+++ Excerpted text +++

God is for Sale

jocelyn brady
I have not purchased any of the gods that have been pitched to me. Many a good salesperson has attempted to thwart my own instincts and preached an eternal salvation/damnation proclamation in an effort to convince me that I must participate in this afterlife lottery... I still have not seen the list of winners.

From birth we are innocent of any stifling grip of religion - must have been all that evil placenta sin we were swimming in, in our primordial incubation that made us so baaaad. It is not until some fear instilled by parents or preachers or self-righteous "friends" urges us to cling to some delusion of knowledge about a "Spirit" greater than ourselves. An irrational basis of belief succors our dread of hellfire, quells that unease we experience when we try to perceive reality and the terrifying concept of our alone-ness in this dizzying world we sense. For what is reality outside of our own sensory story? We create our own world and it creates us - the internal acts upon the internal and the internal recreates the external in its own image.

From this conundrum we create a foggy collection of ideas about god. And ideas are funny creatures. We breathe life into them, are at first amused by this flesh of our flesh, but this fascination slowly curdles with the input of ego and erosion of time and mutates into a "truth". Eventually, our little plaything becomes a demon that filters our vision and dims the possibilities swarming around us...we become stagnant and, as is the nature of existence, project stagnation upon our environment.

+++ Raw records +++

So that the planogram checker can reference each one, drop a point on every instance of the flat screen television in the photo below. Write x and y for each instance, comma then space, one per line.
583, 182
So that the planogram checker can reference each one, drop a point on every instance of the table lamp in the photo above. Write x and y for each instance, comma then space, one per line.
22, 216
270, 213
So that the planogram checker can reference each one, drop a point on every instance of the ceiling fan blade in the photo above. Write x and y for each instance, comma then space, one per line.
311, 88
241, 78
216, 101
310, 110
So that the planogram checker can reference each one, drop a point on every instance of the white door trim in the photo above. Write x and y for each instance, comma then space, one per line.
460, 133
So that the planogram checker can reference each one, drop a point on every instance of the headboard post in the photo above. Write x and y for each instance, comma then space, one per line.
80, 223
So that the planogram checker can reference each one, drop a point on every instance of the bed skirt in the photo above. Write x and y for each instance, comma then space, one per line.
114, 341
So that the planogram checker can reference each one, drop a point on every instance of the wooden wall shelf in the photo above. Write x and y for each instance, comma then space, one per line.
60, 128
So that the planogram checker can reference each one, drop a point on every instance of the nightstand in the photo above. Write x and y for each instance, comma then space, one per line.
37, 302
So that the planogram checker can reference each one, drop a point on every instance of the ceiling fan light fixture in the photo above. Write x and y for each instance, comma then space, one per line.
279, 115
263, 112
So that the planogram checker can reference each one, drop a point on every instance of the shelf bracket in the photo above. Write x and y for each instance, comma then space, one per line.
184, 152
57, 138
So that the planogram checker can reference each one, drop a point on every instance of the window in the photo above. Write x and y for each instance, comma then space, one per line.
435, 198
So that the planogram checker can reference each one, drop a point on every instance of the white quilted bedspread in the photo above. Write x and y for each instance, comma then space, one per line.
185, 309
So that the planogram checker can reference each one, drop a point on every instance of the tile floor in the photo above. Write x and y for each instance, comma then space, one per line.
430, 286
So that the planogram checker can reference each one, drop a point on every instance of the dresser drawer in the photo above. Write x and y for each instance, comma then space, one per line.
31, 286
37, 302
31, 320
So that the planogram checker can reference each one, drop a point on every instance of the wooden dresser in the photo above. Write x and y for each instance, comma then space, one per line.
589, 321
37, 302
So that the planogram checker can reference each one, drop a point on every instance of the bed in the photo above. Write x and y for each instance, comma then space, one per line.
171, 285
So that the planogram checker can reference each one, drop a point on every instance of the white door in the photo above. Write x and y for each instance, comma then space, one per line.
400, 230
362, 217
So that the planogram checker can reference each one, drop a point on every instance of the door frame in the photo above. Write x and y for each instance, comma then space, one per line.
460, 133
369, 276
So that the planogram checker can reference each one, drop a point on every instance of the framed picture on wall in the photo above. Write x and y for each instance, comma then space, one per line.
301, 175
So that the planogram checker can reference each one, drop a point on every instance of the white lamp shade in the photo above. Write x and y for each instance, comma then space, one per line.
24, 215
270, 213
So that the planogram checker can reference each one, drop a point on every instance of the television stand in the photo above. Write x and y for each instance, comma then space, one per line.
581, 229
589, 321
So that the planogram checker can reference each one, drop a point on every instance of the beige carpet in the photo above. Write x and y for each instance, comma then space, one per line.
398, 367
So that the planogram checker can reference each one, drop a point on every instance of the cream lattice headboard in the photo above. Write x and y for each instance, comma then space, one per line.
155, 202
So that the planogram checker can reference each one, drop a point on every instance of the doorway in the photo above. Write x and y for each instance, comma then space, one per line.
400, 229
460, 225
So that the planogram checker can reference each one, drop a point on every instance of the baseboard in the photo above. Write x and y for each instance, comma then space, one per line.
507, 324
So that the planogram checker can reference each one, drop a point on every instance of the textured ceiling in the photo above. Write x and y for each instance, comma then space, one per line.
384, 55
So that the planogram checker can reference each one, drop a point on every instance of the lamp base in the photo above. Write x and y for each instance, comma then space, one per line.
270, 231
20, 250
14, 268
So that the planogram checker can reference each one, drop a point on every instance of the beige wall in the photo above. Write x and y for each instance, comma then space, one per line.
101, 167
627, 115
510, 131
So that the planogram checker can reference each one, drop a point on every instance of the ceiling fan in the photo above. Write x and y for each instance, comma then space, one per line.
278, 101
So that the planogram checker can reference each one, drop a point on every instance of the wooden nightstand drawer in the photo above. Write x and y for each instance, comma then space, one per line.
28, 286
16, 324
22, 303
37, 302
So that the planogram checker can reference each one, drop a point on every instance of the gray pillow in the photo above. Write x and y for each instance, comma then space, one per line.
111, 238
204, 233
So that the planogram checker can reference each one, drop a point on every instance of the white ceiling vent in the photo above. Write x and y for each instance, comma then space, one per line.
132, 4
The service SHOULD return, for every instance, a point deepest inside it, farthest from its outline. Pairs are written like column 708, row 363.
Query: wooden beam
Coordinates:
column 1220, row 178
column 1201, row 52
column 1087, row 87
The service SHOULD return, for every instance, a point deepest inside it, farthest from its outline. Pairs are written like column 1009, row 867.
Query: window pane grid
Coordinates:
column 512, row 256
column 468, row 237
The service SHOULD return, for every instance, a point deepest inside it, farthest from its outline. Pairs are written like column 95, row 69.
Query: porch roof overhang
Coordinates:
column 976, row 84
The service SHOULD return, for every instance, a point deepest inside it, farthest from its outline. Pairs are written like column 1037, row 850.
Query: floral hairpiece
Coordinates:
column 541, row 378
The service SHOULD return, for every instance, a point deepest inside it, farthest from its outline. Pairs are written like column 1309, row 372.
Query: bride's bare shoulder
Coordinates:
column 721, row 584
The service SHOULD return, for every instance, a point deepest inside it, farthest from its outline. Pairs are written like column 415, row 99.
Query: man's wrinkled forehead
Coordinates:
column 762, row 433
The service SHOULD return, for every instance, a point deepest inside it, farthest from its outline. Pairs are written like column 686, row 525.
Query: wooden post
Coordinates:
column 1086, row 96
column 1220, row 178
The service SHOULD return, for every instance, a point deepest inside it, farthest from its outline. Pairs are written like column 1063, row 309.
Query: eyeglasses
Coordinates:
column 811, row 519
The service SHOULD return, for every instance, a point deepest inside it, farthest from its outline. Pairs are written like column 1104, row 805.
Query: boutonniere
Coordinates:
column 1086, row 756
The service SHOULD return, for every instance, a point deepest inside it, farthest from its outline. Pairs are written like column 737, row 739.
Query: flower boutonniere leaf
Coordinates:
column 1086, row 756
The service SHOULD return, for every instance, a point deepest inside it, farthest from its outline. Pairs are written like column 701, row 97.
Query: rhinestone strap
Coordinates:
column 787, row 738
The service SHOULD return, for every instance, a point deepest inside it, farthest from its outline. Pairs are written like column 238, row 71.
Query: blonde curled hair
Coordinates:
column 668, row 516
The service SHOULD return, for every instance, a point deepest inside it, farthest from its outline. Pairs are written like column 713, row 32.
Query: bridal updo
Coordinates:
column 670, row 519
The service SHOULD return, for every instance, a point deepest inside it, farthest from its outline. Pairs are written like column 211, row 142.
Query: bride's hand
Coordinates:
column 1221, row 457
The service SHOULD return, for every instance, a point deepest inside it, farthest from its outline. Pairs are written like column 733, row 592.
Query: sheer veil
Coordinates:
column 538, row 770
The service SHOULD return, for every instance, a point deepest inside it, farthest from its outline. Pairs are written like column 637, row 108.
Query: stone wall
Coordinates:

+++
+++ Raw records +++

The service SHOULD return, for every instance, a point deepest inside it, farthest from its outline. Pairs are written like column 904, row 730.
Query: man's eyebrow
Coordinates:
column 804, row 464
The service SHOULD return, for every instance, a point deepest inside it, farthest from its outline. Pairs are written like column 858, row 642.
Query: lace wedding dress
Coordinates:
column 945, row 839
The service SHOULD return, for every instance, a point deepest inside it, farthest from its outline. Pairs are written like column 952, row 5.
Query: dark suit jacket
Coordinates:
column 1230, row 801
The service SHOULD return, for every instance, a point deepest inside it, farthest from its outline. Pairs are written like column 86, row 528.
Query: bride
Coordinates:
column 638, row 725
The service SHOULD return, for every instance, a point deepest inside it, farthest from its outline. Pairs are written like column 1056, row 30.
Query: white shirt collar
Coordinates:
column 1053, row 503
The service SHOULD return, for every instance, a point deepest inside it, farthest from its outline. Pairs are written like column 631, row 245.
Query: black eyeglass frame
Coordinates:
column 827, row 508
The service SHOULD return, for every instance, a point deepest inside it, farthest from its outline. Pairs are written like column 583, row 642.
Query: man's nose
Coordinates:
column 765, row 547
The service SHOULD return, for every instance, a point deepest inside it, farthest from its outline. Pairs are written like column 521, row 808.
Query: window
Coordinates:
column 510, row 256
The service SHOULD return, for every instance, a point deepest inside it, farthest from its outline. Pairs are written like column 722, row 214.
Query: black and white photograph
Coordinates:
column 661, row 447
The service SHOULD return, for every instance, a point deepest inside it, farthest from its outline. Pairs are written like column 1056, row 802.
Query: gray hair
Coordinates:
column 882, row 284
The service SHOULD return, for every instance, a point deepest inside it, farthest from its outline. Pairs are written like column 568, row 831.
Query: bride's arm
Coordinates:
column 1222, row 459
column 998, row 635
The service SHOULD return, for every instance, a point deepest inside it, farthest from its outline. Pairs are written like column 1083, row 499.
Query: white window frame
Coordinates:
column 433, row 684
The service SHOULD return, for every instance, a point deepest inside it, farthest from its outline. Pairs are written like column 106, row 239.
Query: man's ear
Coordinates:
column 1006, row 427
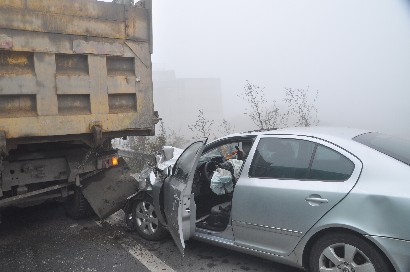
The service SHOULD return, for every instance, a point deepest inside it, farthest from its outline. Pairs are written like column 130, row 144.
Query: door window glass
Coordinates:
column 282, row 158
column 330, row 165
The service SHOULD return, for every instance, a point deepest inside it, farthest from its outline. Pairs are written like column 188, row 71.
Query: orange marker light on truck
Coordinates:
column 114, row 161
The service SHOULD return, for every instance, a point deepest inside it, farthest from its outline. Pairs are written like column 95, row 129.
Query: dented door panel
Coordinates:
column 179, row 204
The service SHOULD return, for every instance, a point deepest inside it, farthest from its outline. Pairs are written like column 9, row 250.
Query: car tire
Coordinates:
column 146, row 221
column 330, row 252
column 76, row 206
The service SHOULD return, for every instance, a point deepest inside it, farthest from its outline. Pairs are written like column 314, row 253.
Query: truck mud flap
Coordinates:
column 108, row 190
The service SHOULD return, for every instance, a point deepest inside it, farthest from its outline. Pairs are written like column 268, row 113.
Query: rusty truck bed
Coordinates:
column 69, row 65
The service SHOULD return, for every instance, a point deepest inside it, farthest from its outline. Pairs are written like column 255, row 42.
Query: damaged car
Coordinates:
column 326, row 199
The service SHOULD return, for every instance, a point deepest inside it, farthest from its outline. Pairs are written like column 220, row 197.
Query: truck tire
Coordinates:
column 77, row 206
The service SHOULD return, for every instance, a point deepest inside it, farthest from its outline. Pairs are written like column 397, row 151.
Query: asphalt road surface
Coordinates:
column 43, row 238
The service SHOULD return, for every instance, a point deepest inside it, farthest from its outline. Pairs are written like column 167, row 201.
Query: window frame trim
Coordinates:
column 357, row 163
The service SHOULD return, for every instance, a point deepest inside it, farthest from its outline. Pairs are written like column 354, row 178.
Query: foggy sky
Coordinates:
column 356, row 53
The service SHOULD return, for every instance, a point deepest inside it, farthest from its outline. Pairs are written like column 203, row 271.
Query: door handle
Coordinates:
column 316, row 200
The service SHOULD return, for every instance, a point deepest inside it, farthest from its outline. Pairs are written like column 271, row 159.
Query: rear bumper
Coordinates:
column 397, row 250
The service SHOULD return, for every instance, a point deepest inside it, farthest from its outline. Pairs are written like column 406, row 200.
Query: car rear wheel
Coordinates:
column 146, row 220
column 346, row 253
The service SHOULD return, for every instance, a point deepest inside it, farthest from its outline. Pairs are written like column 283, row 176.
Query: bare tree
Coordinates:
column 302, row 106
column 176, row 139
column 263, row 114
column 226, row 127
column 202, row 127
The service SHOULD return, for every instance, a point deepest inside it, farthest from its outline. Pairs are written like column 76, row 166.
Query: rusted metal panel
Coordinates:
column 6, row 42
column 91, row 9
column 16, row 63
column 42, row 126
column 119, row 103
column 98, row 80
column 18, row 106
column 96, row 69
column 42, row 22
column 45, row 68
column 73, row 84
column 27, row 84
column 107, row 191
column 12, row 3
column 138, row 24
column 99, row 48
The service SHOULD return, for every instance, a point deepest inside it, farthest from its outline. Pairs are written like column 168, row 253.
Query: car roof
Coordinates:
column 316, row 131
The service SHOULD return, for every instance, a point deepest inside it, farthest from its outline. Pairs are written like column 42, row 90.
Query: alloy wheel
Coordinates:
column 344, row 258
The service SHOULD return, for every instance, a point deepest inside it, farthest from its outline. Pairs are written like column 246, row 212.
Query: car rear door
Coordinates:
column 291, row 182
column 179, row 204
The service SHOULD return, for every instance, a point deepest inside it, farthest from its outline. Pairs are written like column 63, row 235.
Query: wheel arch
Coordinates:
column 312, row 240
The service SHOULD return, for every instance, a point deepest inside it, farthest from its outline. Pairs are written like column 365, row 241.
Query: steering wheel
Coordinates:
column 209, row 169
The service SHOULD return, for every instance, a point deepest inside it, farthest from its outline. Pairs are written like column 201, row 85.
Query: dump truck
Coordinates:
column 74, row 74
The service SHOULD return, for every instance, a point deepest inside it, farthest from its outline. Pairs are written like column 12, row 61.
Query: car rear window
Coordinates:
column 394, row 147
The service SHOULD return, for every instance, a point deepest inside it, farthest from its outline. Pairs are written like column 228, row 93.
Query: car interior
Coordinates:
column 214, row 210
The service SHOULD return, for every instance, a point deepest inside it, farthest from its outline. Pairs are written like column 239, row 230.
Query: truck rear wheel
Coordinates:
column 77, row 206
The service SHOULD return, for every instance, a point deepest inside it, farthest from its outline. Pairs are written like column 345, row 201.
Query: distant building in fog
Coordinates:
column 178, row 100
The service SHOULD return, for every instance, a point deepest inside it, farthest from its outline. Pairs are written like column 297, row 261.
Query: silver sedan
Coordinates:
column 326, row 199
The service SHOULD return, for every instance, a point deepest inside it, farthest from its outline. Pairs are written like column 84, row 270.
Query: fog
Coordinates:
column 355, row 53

+++
+++ Raw records +++

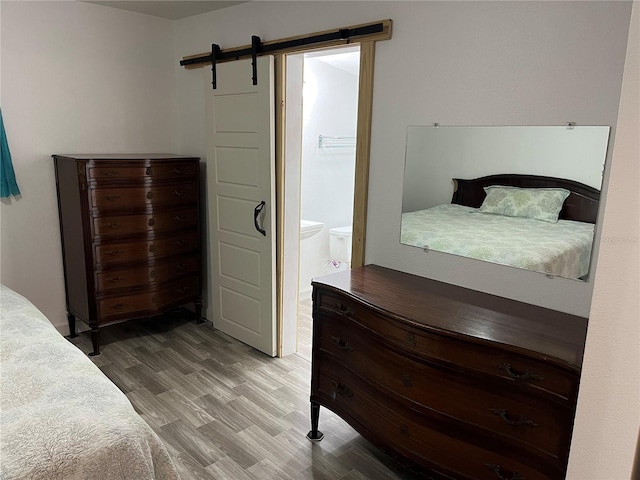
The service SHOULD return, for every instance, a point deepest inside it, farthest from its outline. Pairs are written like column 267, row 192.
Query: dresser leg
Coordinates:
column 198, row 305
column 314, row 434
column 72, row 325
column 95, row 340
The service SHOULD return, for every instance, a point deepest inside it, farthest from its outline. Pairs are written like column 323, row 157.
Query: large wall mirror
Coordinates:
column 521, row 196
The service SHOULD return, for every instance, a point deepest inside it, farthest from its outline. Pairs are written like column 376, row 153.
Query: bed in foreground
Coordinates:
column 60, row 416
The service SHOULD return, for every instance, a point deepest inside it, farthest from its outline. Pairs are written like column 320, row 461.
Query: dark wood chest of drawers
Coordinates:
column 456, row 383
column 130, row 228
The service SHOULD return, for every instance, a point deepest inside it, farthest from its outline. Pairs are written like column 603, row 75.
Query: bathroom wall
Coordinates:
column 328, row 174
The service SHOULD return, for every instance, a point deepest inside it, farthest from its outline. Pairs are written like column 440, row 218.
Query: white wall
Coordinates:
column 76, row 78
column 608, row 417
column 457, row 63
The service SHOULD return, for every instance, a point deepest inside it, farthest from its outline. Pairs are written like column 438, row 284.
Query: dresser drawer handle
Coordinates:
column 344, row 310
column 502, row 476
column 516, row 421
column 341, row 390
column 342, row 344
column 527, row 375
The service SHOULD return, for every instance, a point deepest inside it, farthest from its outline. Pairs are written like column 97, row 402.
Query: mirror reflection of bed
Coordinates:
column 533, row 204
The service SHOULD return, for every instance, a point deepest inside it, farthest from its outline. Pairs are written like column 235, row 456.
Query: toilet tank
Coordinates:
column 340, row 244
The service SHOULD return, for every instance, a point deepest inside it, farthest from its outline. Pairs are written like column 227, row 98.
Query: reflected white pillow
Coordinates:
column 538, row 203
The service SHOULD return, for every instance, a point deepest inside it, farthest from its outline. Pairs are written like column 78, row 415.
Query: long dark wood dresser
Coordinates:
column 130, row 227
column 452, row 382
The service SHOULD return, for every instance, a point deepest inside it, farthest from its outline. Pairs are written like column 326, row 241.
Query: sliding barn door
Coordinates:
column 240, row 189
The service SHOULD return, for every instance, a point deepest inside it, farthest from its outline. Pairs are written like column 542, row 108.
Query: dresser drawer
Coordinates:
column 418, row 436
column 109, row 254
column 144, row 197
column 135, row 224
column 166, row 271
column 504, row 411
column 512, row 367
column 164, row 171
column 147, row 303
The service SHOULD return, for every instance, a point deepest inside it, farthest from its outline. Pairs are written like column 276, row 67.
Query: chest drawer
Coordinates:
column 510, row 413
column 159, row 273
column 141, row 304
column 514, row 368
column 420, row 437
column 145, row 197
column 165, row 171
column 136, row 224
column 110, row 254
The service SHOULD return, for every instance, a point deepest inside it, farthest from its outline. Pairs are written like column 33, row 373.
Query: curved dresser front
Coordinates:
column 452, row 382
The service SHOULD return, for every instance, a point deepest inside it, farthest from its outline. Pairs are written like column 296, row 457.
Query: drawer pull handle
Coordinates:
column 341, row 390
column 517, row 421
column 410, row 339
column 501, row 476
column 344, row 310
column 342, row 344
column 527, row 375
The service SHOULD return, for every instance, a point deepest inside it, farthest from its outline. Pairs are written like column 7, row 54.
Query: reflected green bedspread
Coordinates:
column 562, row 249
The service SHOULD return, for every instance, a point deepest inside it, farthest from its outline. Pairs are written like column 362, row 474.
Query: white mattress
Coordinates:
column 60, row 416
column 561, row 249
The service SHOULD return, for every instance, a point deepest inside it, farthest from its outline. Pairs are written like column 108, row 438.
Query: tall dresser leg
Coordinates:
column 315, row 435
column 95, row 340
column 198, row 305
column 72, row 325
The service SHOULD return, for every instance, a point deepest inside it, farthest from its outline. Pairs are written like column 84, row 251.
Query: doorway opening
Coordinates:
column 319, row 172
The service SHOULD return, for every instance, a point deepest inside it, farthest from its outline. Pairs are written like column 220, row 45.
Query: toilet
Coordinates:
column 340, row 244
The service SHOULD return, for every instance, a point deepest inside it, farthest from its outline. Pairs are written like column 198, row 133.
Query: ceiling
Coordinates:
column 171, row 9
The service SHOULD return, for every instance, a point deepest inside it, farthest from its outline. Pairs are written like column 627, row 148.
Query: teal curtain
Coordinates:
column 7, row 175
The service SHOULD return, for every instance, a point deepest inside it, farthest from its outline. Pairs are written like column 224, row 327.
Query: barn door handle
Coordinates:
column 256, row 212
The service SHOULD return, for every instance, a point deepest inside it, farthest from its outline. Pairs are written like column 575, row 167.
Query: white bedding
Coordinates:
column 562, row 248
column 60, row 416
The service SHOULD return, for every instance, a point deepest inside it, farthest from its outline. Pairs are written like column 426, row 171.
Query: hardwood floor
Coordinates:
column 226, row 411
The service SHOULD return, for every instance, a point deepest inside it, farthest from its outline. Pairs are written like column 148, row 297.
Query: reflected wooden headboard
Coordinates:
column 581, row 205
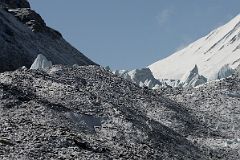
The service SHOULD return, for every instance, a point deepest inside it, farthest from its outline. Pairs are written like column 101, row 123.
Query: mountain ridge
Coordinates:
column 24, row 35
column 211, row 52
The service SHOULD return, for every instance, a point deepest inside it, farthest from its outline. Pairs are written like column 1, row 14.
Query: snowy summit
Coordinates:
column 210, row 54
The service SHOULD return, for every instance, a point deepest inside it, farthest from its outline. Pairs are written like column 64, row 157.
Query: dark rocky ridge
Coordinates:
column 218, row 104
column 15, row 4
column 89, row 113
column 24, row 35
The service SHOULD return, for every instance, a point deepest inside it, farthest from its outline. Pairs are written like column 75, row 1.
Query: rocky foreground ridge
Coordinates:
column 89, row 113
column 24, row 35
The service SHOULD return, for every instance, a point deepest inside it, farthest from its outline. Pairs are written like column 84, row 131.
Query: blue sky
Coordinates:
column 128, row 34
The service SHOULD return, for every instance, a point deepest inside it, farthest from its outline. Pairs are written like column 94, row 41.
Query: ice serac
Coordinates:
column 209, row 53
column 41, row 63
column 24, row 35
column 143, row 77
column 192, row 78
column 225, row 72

+++

What to work on »
a - In the essay about gods being for sale, what do ideas eventually mutate into?
b - Write a continuation of the essay about gods being for sale, beginning after its final paragraph.

Expected responses »
a - They mutate into a "truth."

b -
The funny little he-man created by myth-makers over the eras is just that: a character in tragic comedy. A great jester of mankind, a great and ethereal full-bellied monster so gluttonous for amusement that it animates walking, talking clay molds and lets them sprawl about in freedom... lest they eat of that tree...then the real fun begins.

But hold on - do we not, when we create (perceive) god, assert that she is good, and as yin is with yang - we assume that this she=good has an equal and opposite she=bad... she sits and sneers over her cauldron of fire and brimstone, lending her gift of mayhem to her mirror brother/sister when his ego coerces him into toying with his man-beings. But wait - if this "good" created all, then it must have created "bad." So, either good is not so good (that is, murder and rape and incest must be good and we're just not equipped to understand why), or god is not so good. For if he was, he would not have in his power the ability to make "bad." And if we can agree that there are some good things and some bad things that happen, then it follows that if god is in everything, it must be neither good nor bad - it is neutral, purposeless, devoid of judgment, power and free-will.

Let's imagine that there is a god and she is all-powerful, all-knowing. Wouldn't that be a bore? But I digress in my silly human interpretations. Silly girl, god transcends desire. Why then, would he give a damn about humanity at all?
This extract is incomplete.